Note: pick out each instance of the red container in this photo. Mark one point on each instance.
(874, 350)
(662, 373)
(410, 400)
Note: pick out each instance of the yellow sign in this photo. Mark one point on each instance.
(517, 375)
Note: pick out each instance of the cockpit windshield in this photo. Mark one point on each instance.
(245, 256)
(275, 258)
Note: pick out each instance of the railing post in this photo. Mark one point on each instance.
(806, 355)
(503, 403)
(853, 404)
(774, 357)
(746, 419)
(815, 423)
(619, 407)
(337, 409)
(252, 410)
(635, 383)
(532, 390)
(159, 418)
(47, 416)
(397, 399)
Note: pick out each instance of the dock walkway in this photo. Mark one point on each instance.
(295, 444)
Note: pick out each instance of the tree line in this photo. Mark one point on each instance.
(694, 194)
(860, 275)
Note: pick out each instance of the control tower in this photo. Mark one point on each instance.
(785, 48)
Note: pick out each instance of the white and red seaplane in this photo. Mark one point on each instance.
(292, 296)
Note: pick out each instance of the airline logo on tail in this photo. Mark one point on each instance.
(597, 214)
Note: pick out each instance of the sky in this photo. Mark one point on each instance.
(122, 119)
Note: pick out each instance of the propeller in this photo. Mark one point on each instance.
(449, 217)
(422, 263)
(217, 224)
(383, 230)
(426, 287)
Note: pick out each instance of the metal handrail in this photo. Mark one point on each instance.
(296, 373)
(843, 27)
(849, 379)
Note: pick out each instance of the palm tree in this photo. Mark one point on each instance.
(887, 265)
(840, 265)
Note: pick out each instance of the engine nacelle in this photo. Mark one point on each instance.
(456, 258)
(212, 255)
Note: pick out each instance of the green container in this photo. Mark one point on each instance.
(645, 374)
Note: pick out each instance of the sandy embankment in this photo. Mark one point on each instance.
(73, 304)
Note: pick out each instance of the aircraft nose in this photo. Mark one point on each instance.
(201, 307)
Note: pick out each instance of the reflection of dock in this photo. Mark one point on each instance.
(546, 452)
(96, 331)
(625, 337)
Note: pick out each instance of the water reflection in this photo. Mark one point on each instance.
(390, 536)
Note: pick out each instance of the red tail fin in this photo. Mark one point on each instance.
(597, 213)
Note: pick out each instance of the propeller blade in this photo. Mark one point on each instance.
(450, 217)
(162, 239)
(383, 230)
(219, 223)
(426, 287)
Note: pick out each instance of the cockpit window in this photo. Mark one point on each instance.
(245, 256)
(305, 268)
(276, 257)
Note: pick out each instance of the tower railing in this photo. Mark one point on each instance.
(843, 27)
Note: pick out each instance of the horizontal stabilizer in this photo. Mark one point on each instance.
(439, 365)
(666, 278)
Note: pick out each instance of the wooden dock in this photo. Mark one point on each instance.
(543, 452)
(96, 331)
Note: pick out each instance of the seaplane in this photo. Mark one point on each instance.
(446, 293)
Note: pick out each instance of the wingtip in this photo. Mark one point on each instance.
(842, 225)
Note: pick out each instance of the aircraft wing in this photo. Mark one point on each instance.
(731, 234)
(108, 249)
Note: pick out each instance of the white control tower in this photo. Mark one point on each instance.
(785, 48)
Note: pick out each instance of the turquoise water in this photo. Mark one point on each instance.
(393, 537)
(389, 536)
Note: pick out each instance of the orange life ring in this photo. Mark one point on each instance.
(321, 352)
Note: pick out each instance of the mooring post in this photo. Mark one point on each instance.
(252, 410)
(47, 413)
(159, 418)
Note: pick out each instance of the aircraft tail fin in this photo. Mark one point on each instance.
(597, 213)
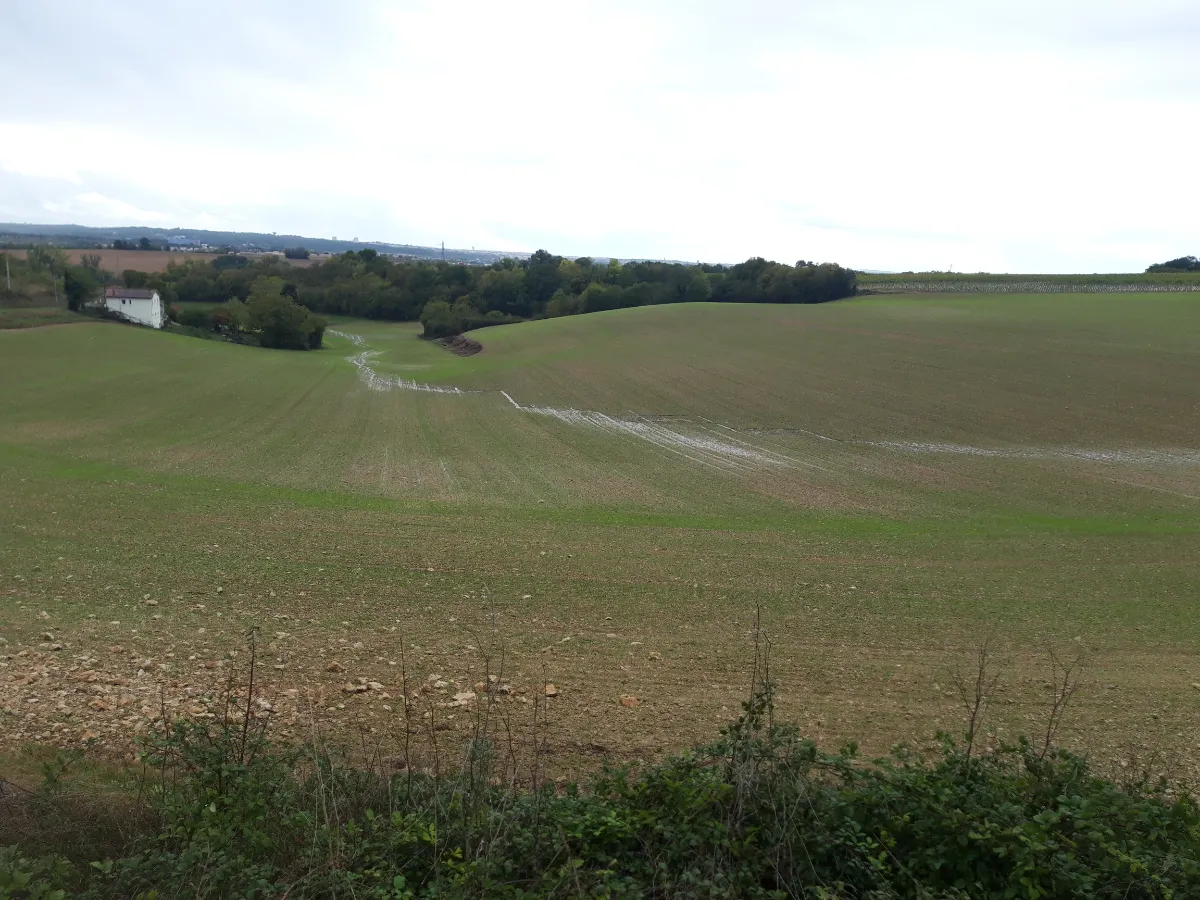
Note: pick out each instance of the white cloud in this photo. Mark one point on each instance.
(1017, 136)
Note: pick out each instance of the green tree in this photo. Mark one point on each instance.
(279, 321)
(79, 285)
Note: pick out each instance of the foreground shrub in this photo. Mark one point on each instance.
(763, 813)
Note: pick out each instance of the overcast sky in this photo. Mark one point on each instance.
(1009, 136)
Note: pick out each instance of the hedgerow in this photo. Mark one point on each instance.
(762, 813)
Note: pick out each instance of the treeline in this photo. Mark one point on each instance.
(450, 298)
(1183, 264)
(270, 317)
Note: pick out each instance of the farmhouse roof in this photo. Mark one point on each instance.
(130, 293)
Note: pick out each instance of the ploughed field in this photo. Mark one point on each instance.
(609, 498)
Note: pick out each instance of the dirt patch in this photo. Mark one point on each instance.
(461, 345)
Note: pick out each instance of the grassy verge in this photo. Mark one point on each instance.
(33, 317)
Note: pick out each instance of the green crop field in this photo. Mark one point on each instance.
(610, 497)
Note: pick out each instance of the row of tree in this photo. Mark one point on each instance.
(1183, 264)
(450, 298)
(269, 317)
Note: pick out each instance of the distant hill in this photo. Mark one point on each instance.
(82, 237)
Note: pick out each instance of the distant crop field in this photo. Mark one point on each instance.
(988, 283)
(143, 261)
(612, 497)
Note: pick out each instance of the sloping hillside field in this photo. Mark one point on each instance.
(610, 497)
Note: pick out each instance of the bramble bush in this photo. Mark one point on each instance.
(762, 813)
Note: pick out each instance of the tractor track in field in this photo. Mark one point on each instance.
(701, 444)
(721, 447)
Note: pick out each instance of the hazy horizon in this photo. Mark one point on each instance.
(1036, 137)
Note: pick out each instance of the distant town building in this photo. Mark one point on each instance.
(139, 305)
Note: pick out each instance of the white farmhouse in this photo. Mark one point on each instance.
(138, 305)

========================================================================

Each record is to be copied word for word, with no images carried over.

- [EXPECTED ANSWER]
Note: pick out each instance of the red container in this photo. Mark one point on each instance.
(874, 350)
(662, 373)
(410, 400)
Note: pick out each instance of the yellow sign in this photo. Mark one point on each instance.
(517, 375)
Note: pick out each instance of the cockpit windshield in this photo. Mark one point on each instance.
(245, 256)
(275, 258)
Note: pick out each instance of the railing post in this photo. Mark one point on each instance.
(806, 355)
(503, 403)
(853, 404)
(774, 357)
(746, 419)
(815, 423)
(619, 407)
(337, 409)
(252, 410)
(635, 383)
(532, 390)
(159, 418)
(47, 416)
(397, 399)
Note: pick out each instance of the dock walkway in this photo. Mark one point on each instance.
(295, 444)
Note: pick out each instance of the tree line in this photo. Mark one point on each instance.
(694, 194)
(860, 275)
Note: pick out each instance of the control tower in this photo. Mark one point on each instance.
(785, 48)
Note: pick out each instance of the white and red seaplane in this photo. Mark one point on each instance.
(292, 296)
Note: pick out each instance of the airline logo on tail in this photo. Mark one point on each instance.
(597, 214)
Note: pick out each instance of the sky in this photo. Mark one point on each instance.
(122, 119)
Note: pick out each instance of the propeller in this photo. Mark one point on each instance.
(449, 217)
(422, 263)
(217, 224)
(383, 230)
(426, 287)
Note: pick out each instance of the metal handrail in this photo. Mark one point on each instance.
(296, 373)
(843, 27)
(849, 379)
Note: pick out each instance of the palm tree in this photo. Mark one point on each instance.
(887, 265)
(840, 265)
Note: pick out each instance of the engine nacelle in this photo. Mark one point on each instance.
(456, 258)
(212, 255)
Note: pick out each instance of the green container in this photo. Mark one point on each instance.
(645, 374)
Note: pick out each instance of the sandy embankment in this photo. Mark one point on each instance.
(73, 304)
Note: pick out each instance of the aircraft nose in this photo. Mark one point on each instance.
(201, 307)
Note: pick out each instance of the reflection of dock in this photo. Mark one point on each instance.
(546, 452)
(96, 331)
(625, 337)
Note: pick out each instance of the water reflection in this photo. Mark one point on each instance.
(390, 536)
Note: pick out each instance of the red tail fin in this photo. Mark one point on each instance.
(597, 213)
Note: pick out each instance of the propeller blade in this photo. Mark one point on each instance.
(450, 217)
(162, 239)
(383, 230)
(219, 223)
(426, 287)
Note: pick out each instance of the cockpit window in this photo. Mark one point on each instance.
(245, 256)
(305, 268)
(276, 257)
Note: pick out each instance of the tower railing in this photo. Mark one point on each instance.
(843, 27)
Note: pick out each instance of the horizontal stabilizer in this photo. Mark one point on each instance.
(439, 365)
(666, 278)
Note: pick out each instance of the wooden dock in this photo. Mark one point on each instance.
(543, 452)
(96, 331)
Note: pick out each instance of the seaplane in this photo. Mark one point on each instance.
(446, 293)
Note: pick out each instance of the wingtip in this photo. Mark one point on each instance.
(842, 225)
Note: pick out each instance of the aircraft wing in this photo. Mark one point on each instance.
(731, 234)
(108, 249)
Note: pick out each instance of the white control tower in this photo. Mark one point on each instance.
(785, 48)
Note: pick out each instance of the turquoise water in this photo. Mark one point on each instance.
(393, 537)
(389, 536)
Note: pick out each instance of the orange life ring in this photo. Mark one point on each instance.
(321, 352)
Note: pick out each instance of the mooring post in this photo. Mark one point on each instance.
(252, 410)
(47, 413)
(159, 418)
Note: pick out each instance of the aircraft tail fin in this photo. Mark one point on each instance.
(597, 213)
Note: pick out each instance of the white cloud in this photo. Mark one point on each instance.
(1017, 136)
Note: pick out each instance of the green tree in this photo. Mark one point on each instance.
(279, 321)
(79, 285)
Note: pick out each instance of the foreground shrub in this photo. Mark one point on each instance.
(763, 813)
Note: pick out each instance of the overcast sky in this photo. Mark one point on each instance.
(1009, 136)
Note: pick out each instance of the hedgerow in this photo. Mark one point on each instance.
(762, 813)
Note: pick out each instance of the treeline in this photo. Mark one point on each instance.
(450, 298)
(1183, 264)
(270, 317)
Note: pick out each instance of the farmhouse roof in this photo. Mark one point on each instance.
(130, 293)
Note: pick out each instance of the ploughed field in this photo. Mark one point on each instance.
(609, 498)
Note: pick out each instance of the dirt patch in this photo. Mark one point on each instance.
(461, 345)
Note: pick out each instance of the grassy verge in this photo. Mark one point on each instance.
(33, 317)
Note: pick out each instance of the green crop field in this photo. Mark one point on each instance.
(610, 497)
Note: pick out each instance of the row of tree in this photo. Mark one point on each instance.
(1183, 264)
(450, 298)
(269, 317)
Note: pick out each instance of the distant hill in this photo. Mark one point on each instance.
(82, 237)
Note: pick out each instance of the distant crop field in this photo. Mark one point on each instance.
(988, 283)
(143, 261)
(612, 497)
Note: pick out each instance of the sloping hillside field in this photo. Mark one point on each instance.
(610, 497)
Note: pick out each instance of the bramble bush in this photo. Mark one point on each instance.
(762, 813)
Note: pick out each instance of the tractor track in field in this photo. Mark one point on each instance.
(701, 444)
(721, 447)
Note: pick out each instance of the hazy horizon in this photo. Mark one point on each instance.
(1036, 137)
Note: pick out each instance of the distant town building in this photo. Mark one point on each instance.
(139, 305)
Note: pick out each instance of the white farmhouse in this photo. Mark one point on each instance.
(138, 305)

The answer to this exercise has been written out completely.